• The request
Output, word for word, every line from the line with "Reviewer note: verify that each instance of the barn" through the final line of the data below.

• Records shown
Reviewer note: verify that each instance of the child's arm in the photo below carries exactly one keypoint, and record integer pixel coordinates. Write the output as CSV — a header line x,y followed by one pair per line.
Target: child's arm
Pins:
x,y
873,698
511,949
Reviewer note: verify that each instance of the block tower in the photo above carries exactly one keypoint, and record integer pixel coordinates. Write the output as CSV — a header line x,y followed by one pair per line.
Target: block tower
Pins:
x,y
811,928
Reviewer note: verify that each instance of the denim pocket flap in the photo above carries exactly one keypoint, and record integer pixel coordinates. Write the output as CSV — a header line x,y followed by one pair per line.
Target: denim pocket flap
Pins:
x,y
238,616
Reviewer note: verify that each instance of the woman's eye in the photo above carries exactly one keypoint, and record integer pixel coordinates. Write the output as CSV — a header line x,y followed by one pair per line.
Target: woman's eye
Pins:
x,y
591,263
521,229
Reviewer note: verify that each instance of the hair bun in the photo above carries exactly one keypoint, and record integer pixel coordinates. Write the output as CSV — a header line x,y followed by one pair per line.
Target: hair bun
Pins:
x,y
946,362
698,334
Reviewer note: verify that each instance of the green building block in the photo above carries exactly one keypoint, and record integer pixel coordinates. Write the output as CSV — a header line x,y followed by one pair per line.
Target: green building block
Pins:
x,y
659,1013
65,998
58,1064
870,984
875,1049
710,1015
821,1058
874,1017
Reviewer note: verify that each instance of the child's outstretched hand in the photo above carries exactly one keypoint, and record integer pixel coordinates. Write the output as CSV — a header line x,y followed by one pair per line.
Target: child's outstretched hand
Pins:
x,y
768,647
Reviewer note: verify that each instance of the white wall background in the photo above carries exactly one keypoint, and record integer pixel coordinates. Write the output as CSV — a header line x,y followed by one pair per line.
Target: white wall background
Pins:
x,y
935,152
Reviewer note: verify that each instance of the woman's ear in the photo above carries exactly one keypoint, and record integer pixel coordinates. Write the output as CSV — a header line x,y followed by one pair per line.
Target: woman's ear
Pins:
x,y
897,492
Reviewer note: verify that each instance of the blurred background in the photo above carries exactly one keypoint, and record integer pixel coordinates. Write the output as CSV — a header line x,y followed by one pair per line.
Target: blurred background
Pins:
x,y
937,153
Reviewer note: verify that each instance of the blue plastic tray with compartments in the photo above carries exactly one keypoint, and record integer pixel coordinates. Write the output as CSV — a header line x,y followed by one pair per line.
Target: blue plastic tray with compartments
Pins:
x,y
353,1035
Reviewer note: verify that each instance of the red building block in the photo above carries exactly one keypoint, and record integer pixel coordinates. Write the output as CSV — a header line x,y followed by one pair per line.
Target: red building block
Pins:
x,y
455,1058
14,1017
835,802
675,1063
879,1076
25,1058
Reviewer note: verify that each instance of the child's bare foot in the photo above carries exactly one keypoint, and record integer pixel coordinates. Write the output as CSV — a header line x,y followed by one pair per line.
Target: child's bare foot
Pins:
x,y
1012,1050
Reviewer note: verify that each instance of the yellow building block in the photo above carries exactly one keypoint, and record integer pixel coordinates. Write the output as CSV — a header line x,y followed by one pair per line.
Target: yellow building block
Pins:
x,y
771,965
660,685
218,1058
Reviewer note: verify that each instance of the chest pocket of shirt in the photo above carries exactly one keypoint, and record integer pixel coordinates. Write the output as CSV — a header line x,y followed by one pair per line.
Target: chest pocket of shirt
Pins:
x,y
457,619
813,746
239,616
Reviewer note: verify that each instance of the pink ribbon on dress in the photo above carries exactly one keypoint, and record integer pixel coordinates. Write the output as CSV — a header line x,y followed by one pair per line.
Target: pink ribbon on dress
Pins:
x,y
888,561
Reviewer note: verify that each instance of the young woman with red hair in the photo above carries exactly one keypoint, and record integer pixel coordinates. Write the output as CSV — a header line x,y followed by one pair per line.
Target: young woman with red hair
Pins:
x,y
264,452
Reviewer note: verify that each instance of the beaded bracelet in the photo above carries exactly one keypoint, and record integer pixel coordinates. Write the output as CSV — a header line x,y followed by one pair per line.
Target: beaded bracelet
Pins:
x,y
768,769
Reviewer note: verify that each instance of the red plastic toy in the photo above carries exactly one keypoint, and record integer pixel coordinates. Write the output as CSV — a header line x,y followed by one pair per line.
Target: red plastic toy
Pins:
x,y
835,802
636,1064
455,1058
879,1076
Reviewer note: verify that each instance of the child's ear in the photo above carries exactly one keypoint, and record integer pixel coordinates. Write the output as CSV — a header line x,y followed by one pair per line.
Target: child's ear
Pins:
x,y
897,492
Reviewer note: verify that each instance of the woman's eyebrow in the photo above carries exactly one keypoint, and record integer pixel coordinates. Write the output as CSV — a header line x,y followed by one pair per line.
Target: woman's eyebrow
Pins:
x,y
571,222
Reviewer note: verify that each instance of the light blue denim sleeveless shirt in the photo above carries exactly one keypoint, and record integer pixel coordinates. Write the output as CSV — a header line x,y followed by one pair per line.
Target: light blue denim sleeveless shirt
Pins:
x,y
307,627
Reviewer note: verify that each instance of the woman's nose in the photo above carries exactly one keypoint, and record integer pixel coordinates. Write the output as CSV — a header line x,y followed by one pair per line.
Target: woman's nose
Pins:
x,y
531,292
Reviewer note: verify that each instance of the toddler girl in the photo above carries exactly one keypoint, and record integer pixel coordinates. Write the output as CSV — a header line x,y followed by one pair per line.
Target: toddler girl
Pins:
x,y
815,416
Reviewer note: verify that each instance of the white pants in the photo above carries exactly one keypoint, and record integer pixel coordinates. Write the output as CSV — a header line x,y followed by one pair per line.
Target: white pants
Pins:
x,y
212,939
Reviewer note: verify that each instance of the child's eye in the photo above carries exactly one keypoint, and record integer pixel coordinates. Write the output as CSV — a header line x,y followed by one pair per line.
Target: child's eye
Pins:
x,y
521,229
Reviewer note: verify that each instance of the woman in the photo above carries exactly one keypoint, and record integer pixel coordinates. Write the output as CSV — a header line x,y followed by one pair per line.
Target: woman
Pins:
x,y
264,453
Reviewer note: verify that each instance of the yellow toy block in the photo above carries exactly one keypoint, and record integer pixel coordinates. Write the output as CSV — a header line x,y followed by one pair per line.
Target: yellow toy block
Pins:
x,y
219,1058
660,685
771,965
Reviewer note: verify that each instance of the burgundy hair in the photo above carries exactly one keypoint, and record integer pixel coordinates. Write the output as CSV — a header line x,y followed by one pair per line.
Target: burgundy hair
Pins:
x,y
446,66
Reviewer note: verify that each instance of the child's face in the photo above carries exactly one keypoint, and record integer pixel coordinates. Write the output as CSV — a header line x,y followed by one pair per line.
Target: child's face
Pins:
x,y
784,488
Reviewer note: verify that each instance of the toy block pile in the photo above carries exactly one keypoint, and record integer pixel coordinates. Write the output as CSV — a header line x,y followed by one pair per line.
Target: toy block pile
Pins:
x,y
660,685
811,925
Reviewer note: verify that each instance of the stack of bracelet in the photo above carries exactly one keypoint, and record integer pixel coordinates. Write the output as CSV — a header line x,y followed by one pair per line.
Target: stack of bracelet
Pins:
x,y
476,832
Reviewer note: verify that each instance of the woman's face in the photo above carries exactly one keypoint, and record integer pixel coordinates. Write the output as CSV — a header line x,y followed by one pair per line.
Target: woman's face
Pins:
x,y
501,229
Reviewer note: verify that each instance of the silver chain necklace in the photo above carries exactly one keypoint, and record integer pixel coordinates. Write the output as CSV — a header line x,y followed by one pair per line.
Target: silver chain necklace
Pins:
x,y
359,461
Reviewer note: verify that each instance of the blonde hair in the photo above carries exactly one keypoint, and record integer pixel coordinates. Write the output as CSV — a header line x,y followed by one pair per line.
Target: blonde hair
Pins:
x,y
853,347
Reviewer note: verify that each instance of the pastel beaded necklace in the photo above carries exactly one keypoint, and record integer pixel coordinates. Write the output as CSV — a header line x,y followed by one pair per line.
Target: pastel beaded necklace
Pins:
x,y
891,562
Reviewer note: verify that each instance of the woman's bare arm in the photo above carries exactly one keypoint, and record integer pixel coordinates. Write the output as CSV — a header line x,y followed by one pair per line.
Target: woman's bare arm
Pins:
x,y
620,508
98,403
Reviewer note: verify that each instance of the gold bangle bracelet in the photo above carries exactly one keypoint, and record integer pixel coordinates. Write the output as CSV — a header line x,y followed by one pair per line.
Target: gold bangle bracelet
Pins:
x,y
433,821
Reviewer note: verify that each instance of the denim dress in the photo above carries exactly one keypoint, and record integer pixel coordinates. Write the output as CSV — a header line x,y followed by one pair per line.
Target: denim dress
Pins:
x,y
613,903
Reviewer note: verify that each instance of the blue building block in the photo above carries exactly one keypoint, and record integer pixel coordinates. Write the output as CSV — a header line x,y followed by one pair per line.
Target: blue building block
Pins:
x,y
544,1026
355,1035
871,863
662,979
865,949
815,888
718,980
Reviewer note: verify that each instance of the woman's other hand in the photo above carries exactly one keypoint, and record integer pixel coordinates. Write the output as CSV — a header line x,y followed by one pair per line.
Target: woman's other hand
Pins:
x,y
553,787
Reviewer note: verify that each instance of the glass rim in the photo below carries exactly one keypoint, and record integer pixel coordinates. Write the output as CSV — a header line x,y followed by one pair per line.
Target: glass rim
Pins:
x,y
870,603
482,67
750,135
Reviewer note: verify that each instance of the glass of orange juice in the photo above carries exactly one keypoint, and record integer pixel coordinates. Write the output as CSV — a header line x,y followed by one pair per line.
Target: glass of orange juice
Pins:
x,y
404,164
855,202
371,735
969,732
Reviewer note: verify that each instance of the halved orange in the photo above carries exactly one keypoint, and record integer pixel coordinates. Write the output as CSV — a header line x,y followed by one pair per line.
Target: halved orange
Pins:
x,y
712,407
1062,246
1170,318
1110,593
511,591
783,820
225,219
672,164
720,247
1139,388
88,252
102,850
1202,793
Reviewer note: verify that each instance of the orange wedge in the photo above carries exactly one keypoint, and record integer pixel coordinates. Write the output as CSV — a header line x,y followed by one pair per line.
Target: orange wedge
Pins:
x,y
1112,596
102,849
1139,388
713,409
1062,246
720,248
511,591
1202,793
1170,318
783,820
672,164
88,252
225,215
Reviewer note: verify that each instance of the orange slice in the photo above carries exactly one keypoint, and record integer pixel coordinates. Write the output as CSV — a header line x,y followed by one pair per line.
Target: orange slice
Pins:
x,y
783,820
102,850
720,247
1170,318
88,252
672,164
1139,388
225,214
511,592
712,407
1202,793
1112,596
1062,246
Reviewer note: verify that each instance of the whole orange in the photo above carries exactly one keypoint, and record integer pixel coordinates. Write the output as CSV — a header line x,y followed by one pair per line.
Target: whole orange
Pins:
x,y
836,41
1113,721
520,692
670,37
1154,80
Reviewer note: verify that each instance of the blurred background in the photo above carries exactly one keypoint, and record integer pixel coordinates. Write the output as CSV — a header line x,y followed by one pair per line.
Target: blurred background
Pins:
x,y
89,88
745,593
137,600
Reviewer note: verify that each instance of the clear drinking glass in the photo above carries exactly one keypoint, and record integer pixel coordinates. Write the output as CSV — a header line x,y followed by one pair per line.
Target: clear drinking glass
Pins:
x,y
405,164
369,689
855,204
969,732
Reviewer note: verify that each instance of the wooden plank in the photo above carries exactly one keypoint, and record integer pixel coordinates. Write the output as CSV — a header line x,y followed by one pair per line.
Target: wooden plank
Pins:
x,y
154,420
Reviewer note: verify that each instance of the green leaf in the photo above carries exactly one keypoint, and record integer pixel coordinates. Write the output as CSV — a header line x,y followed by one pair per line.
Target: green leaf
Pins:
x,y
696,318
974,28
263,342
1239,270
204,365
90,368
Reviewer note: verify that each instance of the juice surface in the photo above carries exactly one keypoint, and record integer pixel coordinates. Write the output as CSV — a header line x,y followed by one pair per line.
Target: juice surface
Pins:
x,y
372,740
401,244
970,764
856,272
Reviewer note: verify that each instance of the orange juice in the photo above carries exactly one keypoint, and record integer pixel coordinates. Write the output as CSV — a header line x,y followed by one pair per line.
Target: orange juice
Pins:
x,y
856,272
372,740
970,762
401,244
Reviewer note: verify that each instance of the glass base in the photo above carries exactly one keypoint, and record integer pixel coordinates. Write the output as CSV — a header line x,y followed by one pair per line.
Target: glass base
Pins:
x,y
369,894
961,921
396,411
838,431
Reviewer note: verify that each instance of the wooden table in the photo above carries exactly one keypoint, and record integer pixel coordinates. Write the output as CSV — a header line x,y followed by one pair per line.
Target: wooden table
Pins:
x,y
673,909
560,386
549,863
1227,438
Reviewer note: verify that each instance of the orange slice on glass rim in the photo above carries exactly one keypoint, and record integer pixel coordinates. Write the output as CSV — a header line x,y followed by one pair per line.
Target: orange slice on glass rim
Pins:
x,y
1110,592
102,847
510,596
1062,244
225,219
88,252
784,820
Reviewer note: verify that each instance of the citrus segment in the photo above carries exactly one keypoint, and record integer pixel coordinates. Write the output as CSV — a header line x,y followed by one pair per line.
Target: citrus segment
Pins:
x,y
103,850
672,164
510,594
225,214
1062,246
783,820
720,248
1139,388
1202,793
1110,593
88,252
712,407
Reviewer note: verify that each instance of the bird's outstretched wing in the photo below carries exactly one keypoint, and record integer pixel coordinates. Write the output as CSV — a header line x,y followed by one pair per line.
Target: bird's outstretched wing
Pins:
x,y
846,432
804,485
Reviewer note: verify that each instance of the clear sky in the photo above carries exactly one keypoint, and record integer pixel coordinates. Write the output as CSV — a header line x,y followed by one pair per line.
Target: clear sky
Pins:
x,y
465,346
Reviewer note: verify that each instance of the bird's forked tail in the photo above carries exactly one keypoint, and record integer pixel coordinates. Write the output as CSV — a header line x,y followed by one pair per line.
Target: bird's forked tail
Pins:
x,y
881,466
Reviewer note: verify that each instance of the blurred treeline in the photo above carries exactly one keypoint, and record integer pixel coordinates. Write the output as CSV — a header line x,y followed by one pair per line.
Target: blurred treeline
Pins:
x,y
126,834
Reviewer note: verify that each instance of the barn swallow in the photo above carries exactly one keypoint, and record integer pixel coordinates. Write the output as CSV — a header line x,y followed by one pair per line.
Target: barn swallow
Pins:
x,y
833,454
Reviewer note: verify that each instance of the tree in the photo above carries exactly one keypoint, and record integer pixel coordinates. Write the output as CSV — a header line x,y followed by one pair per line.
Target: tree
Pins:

• Answer in full
Reviewer note: verify that each instance of the barn swallow in the photo above carries exactly one keypoint, and record integer pixel coordinates. Write the output as CSV — a header line x,y followed by one pair per line.
Target: barn swallow
Pins:
x,y
833,454
Reviewer note: verify that each instance of the tree in the photo above carries exactly one keypoint, and record integer pixel coordinates. Write the output as CSV — a header line x,y followed by one pair per line.
Target: tree
Pins:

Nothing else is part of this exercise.